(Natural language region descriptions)
.....
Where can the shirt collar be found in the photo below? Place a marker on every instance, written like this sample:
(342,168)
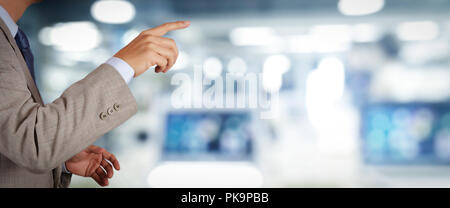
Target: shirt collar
(12,26)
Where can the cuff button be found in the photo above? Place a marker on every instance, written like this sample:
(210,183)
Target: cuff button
(103,116)
(110,111)
(116,107)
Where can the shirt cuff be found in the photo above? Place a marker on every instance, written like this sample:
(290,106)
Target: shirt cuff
(124,69)
(64,169)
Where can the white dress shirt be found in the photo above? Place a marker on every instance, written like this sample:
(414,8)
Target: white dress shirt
(124,69)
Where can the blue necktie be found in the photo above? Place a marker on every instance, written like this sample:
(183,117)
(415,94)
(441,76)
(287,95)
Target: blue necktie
(24,46)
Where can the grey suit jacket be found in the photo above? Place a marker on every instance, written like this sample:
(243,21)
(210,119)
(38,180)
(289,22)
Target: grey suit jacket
(35,139)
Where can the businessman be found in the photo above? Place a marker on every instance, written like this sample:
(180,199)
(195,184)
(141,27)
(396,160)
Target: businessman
(42,145)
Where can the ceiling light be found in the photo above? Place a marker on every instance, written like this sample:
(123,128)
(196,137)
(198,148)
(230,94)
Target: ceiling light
(360,7)
(423,30)
(73,36)
(113,11)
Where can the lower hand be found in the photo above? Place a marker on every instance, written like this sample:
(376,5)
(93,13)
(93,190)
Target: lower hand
(92,162)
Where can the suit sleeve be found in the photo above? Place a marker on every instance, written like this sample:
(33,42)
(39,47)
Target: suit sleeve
(40,138)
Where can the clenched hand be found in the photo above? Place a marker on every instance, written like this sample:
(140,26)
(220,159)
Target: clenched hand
(92,162)
(150,48)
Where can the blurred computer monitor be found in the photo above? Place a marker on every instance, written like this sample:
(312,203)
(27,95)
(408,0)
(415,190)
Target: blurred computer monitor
(406,134)
(208,136)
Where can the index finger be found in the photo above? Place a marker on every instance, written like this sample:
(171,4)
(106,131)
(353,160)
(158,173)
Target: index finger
(112,158)
(167,27)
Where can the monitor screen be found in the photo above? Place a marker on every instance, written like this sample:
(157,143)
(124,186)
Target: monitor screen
(207,135)
(406,133)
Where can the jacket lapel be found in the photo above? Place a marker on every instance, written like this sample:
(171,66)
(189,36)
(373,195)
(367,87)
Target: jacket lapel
(30,82)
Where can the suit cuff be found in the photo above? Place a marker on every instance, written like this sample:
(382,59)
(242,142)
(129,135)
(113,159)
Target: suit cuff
(124,69)
(64,169)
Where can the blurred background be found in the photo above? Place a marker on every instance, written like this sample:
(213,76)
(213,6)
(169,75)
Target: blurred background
(364,99)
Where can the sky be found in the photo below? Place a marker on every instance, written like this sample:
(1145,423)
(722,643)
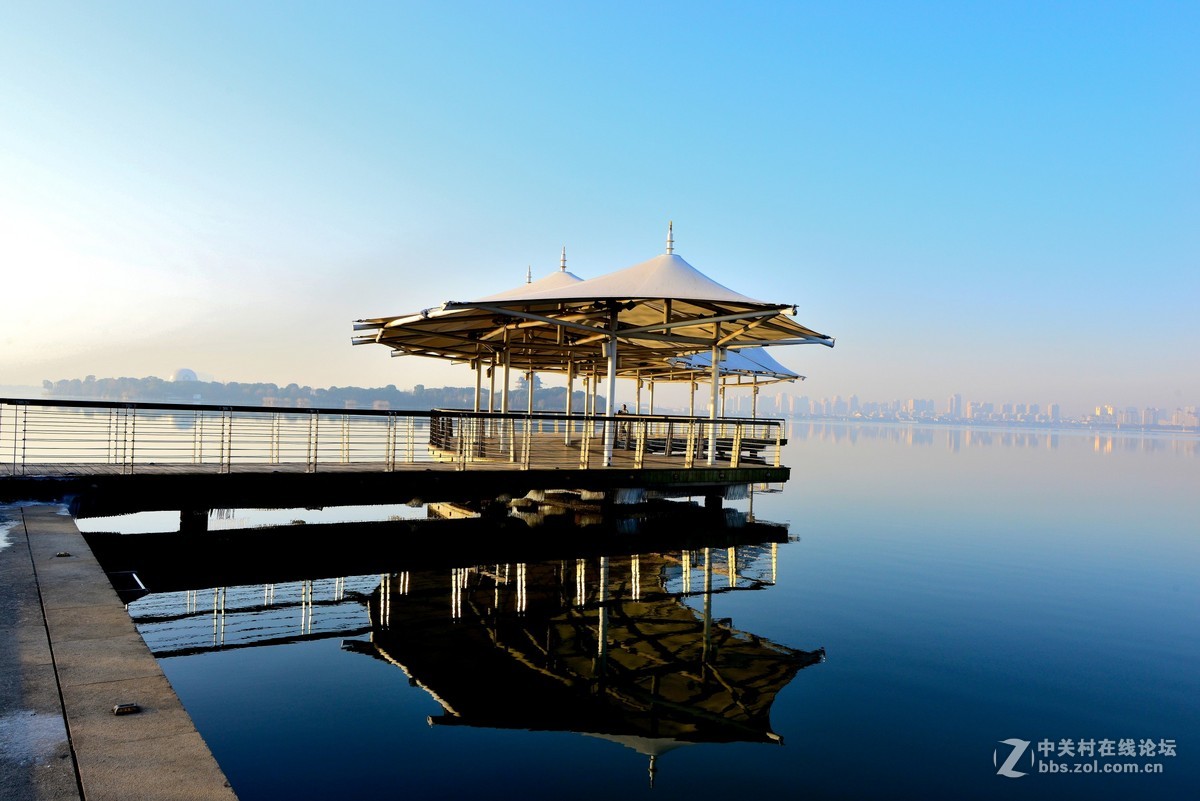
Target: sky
(997,199)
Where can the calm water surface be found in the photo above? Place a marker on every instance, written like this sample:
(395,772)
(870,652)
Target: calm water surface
(966,589)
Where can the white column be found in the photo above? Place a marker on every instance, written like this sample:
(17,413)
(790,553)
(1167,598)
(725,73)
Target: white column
(713,401)
(570,391)
(479,380)
(610,428)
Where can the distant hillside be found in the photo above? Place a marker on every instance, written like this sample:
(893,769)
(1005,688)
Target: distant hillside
(293,396)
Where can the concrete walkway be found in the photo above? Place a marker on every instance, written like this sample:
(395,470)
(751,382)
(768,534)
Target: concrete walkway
(69,652)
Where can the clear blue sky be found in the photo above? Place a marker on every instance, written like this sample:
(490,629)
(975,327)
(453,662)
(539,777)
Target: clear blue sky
(1000,199)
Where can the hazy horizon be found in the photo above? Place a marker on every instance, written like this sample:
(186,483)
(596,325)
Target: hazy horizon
(990,200)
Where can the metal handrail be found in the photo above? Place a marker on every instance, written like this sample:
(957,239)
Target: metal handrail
(36,434)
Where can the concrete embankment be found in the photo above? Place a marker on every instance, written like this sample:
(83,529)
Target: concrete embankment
(69,654)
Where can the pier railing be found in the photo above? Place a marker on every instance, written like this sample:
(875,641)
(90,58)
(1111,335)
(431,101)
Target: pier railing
(40,437)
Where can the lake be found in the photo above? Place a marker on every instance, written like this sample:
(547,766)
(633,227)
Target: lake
(949,613)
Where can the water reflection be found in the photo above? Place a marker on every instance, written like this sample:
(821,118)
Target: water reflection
(623,646)
(957,438)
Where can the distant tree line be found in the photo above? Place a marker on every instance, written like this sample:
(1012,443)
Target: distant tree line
(293,396)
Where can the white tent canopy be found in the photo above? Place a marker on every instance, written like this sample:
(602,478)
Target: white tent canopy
(629,320)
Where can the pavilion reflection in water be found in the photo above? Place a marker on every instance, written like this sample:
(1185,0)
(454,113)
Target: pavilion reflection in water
(622,648)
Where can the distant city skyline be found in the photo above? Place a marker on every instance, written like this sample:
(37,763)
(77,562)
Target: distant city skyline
(990,199)
(786,398)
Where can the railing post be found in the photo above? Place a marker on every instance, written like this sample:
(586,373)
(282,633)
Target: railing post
(736,455)
(640,447)
(689,451)
(132,413)
(527,441)
(585,437)
(346,439)
(226,440)
(389,457)
(313,441)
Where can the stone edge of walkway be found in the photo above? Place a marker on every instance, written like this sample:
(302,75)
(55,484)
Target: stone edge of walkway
(100,661)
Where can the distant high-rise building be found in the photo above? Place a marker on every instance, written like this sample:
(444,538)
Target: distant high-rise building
(954,407)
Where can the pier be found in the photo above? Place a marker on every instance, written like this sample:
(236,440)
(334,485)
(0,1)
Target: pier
(111,457)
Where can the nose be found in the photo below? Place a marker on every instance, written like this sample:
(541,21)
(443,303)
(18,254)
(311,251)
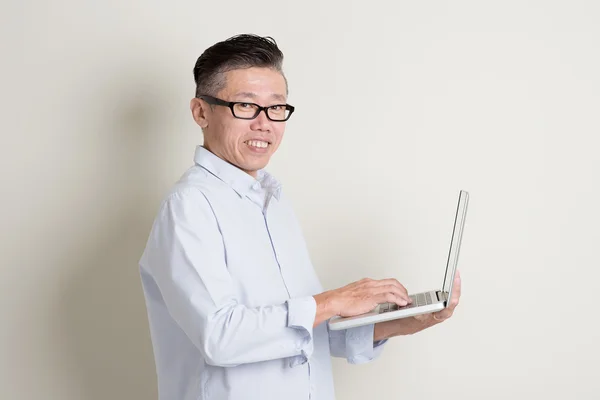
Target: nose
(261,122)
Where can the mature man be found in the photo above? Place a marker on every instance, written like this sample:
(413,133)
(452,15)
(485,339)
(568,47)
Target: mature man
(236,310)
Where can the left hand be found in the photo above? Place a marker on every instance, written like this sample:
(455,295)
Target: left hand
(408,326)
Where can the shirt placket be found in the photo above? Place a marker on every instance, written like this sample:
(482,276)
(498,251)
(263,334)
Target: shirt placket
(265,213)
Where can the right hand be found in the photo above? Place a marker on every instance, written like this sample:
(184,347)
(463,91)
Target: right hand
(363,296)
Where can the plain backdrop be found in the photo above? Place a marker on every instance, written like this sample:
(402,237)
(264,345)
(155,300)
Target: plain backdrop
(399,105)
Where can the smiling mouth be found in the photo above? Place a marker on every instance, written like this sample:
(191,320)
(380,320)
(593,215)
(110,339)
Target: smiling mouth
(259,144)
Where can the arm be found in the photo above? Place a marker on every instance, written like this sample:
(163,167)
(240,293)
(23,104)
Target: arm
(186,260)
(356,345)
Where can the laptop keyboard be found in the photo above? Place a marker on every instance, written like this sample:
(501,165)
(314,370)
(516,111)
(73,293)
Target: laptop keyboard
(419,299)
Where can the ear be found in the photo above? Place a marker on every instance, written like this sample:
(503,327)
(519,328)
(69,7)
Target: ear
(199,112)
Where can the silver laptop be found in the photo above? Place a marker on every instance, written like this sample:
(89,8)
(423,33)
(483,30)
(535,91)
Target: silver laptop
(423,303)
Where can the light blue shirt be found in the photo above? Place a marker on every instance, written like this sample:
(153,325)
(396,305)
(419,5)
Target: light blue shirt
(228,284)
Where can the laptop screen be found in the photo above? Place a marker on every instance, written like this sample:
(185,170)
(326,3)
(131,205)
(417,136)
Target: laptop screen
(457,231)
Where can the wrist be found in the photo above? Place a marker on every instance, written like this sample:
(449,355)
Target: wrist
(326,306)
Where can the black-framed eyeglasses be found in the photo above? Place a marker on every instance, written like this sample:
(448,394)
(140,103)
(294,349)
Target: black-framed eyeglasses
(246,110)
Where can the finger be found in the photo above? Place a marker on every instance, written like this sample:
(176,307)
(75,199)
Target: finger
(457,287)
(393,282)
(389,297)
(392,289)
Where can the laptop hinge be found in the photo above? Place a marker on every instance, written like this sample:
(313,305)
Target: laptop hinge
(442,296)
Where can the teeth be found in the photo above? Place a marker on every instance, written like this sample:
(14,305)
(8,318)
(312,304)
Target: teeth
(257,143)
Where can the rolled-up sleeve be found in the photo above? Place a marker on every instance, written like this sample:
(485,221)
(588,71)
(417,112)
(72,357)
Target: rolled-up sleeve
(186,259)
(356,345)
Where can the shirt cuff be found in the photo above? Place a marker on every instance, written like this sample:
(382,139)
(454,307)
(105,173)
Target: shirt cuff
(301,316)
(360,347)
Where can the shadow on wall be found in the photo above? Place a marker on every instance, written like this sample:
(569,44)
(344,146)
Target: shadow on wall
(101,311)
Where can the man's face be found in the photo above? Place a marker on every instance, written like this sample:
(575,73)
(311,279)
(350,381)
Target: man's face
(239,141)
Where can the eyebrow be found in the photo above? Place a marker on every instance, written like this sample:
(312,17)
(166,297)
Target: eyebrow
(254,96)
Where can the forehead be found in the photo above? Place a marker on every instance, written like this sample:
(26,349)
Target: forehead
(259,83)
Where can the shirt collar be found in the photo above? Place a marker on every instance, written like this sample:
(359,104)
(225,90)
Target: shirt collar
(240,181)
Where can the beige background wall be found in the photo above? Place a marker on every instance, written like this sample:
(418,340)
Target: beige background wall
(399,106)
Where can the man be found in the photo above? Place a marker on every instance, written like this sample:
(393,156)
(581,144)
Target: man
(236,310)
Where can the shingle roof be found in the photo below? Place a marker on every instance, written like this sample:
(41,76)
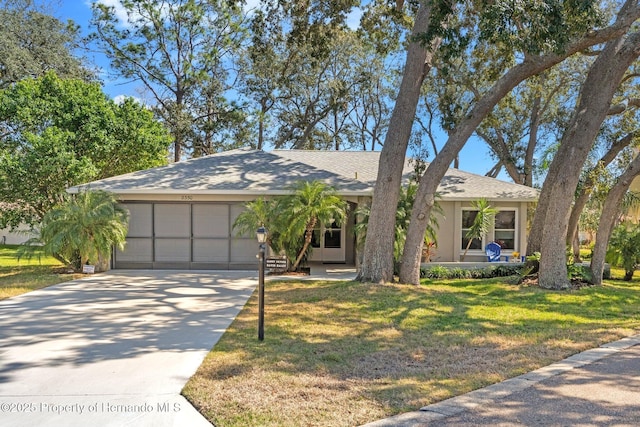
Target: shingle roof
(247,171)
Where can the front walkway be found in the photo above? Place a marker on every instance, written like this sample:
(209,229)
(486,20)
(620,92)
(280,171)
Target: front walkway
(113,349)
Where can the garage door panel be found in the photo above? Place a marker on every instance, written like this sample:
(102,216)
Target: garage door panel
(211,250)
(136,250)
(235,211)
(140,219)
(170,250)
(244,250)
(210,220)
(172,220)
.....
### EXERCISE INSTRUCTIONS
Report, as a bare number, how many lines above contain the string "below".

### REPLY TO THE TASK
4